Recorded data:
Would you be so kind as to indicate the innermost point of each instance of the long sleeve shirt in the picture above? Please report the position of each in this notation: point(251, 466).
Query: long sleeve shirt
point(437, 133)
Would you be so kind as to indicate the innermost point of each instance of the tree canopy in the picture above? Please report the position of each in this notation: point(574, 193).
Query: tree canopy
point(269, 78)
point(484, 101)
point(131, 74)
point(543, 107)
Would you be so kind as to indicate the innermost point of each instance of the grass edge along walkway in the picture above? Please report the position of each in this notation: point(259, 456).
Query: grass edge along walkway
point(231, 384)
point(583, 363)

Task prompt | The entries above must be output exactly, with every line preserved.

Output |
Would you be so kind as to indicate the innermost point of each instance of the long sleeve shirt in the picture above? Please report the position of each in this notation: point(251, 466).
Query: long sleeve shirt
point(437, 133)
Would you be so kind as to indicate the innermost point of each instance of the tree canopy in the picture above? Please report the position of each in this notation: point(574, 193).
Query: tree canopy
point(269, 78)
point(484, 101)
point(131, 74)
point(543, 107)
Would you be so kind as to indicate the innermost point of each instance of the grass edge along walkway in the picture above? Please report the position of each in this notation: point(259, 456).
Query: grass edge along walkway
point(231, 384)
point(583, 363)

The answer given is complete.